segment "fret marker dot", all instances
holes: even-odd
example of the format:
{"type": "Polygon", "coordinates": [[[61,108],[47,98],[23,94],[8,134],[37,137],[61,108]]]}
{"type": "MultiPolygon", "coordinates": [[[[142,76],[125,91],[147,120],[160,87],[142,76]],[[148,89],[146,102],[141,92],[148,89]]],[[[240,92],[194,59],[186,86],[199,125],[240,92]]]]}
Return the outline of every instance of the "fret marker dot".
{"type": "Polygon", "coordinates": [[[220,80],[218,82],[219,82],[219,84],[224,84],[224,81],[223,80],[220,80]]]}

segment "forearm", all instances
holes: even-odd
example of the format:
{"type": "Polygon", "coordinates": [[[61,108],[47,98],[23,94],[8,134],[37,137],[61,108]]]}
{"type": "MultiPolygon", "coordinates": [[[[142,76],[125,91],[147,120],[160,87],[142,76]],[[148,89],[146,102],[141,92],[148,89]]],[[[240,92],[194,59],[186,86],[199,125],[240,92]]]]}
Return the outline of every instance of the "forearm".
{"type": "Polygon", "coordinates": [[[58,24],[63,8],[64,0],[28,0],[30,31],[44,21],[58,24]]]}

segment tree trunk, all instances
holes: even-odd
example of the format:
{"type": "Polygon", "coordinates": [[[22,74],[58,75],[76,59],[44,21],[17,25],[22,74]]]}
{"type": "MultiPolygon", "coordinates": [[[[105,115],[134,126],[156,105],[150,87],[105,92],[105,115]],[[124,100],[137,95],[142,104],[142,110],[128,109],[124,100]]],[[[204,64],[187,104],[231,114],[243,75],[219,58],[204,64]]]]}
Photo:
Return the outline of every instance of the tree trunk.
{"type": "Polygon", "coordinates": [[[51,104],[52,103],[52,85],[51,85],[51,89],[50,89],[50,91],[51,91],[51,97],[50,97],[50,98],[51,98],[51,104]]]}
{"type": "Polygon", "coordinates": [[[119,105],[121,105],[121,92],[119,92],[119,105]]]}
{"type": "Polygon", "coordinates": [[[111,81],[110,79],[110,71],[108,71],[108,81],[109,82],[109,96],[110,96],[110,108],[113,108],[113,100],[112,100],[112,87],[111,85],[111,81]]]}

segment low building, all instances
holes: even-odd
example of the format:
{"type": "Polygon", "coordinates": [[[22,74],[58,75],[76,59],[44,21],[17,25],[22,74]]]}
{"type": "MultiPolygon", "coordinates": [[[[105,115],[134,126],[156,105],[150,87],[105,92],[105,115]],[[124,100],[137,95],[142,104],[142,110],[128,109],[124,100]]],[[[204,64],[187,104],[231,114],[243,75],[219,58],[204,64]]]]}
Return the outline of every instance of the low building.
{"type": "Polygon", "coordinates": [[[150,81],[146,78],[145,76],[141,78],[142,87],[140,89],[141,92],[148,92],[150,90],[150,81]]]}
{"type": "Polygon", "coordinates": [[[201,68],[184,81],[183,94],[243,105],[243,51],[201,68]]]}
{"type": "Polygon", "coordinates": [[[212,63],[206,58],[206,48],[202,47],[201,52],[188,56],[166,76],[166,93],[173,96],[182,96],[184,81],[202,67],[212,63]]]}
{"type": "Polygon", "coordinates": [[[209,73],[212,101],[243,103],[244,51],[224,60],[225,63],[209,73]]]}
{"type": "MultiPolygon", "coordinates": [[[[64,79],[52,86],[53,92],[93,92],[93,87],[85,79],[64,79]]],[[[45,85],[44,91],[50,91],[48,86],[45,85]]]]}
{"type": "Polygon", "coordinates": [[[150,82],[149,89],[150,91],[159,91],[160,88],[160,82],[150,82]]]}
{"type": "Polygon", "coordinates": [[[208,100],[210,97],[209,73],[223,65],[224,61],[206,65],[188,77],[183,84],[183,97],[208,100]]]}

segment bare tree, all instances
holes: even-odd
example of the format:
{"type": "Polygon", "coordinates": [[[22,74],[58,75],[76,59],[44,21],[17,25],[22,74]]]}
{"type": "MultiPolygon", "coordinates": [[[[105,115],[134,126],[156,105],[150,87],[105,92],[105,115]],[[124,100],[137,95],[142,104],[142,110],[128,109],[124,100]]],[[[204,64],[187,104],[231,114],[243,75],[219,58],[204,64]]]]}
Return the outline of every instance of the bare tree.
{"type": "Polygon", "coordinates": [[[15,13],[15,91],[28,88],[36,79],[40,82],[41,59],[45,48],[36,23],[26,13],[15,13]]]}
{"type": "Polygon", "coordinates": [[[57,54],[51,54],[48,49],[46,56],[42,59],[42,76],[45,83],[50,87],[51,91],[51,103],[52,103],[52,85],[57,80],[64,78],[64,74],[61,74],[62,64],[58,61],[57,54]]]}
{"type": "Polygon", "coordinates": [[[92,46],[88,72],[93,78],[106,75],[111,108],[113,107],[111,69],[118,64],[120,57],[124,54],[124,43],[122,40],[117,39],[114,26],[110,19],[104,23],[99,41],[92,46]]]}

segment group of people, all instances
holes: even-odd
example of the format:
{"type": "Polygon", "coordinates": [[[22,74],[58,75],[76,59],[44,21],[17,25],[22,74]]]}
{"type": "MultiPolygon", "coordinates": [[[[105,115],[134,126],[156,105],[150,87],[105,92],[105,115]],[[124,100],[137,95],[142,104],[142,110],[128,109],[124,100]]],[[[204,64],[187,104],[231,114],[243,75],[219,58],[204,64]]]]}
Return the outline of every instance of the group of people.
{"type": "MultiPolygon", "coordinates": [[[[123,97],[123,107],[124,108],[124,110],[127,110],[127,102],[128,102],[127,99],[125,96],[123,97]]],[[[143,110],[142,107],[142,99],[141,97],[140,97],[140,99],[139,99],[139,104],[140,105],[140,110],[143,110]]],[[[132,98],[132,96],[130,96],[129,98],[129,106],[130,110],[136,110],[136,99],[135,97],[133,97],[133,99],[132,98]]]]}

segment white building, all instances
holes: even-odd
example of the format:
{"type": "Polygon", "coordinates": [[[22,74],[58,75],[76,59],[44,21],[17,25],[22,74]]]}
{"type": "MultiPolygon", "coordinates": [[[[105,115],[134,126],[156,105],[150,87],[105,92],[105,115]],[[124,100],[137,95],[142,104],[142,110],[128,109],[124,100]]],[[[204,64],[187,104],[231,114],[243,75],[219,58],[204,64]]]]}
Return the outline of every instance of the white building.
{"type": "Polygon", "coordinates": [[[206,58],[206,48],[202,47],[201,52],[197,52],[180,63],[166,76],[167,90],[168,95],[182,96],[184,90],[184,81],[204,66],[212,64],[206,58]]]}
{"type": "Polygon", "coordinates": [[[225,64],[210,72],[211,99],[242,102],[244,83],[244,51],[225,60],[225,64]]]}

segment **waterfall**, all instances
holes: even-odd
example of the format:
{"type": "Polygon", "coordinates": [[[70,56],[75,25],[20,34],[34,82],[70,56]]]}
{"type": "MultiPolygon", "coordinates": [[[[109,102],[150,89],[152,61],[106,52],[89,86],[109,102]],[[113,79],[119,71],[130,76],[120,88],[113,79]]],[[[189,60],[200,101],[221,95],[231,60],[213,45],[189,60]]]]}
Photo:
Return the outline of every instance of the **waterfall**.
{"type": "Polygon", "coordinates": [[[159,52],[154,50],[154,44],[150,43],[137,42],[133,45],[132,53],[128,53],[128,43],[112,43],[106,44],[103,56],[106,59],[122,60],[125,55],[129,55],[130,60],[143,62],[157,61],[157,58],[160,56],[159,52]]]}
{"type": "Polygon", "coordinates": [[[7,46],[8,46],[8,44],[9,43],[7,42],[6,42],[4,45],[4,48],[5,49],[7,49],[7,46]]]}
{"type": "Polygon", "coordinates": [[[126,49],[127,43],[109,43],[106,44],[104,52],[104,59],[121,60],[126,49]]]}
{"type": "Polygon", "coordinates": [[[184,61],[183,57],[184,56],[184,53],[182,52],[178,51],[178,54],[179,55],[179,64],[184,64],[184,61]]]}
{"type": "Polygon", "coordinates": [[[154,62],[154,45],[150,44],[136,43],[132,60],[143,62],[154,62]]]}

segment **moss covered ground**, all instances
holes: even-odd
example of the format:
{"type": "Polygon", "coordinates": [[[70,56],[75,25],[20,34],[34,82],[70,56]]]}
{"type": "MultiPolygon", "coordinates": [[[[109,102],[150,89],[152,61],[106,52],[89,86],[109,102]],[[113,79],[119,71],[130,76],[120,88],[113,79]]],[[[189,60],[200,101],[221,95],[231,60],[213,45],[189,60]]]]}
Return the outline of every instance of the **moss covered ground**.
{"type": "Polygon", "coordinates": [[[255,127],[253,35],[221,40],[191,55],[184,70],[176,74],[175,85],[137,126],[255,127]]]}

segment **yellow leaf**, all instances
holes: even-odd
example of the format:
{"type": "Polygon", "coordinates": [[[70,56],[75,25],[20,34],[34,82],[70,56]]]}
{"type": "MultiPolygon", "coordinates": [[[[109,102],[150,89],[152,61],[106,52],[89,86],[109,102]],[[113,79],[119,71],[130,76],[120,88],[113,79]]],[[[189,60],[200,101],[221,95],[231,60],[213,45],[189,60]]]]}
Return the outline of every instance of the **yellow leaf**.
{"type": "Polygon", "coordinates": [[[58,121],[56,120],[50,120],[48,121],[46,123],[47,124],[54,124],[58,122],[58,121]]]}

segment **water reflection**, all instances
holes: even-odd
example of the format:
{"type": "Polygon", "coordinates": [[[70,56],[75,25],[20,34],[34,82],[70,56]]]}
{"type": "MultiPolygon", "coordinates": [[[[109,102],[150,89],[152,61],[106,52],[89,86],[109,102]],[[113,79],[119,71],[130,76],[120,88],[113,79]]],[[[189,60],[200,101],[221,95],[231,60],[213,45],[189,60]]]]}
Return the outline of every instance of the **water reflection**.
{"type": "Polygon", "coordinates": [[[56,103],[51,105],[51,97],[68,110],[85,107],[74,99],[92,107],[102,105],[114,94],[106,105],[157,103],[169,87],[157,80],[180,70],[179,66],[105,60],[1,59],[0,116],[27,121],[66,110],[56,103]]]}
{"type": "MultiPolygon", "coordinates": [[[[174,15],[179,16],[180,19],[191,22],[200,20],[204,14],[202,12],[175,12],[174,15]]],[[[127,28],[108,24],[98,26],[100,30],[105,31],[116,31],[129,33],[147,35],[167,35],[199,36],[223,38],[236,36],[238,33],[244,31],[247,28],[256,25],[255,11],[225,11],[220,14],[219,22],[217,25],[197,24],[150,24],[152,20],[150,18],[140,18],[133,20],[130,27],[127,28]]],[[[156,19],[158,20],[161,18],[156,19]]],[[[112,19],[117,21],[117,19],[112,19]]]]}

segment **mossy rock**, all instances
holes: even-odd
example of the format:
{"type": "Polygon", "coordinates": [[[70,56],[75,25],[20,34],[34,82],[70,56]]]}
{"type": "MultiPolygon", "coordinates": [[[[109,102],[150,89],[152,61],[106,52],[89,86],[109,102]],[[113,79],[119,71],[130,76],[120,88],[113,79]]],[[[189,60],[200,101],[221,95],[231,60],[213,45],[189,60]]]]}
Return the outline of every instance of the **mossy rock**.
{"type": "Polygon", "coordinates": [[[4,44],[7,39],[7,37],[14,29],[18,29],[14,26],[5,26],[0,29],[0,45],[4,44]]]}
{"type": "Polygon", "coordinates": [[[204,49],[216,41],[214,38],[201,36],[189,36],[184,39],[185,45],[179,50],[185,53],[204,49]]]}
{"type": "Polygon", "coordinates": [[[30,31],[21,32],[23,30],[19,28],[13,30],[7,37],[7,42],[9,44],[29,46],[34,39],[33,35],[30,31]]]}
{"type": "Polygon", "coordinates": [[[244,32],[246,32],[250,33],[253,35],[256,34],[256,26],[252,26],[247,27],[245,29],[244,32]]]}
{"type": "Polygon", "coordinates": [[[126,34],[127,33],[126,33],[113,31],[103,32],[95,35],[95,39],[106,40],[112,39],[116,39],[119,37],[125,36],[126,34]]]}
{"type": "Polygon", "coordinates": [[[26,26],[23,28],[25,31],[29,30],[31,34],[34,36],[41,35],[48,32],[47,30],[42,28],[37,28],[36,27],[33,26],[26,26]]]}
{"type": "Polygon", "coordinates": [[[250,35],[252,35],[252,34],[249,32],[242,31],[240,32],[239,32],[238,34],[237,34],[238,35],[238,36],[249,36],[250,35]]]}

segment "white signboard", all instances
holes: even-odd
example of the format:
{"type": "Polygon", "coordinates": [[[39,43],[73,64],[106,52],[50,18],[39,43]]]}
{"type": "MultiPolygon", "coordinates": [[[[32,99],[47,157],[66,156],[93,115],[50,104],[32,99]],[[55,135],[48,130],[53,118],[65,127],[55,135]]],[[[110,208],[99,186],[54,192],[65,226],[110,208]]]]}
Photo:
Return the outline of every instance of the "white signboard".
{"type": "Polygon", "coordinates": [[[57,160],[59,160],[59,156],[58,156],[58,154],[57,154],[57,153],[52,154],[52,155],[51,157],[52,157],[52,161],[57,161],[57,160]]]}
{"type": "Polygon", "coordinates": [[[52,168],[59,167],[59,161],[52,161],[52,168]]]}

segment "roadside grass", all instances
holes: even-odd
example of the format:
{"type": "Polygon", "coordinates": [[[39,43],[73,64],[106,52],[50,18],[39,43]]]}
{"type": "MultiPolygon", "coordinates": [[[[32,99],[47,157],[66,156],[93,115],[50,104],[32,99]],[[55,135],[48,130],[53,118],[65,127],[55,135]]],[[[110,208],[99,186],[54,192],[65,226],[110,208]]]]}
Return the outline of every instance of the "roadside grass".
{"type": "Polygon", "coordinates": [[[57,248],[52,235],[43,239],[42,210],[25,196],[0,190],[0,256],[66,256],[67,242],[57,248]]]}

====

_GIVEN INSTRUCTION_
List every line of the material that contains the word "white", copying each line in full.

_SOLUTION FOR THIS PROBLEM_
segment white building, all instances
Return the outline of every instance of the white building.
segment "white signboard", all instances
Return the outline of every instance of the "white signboard".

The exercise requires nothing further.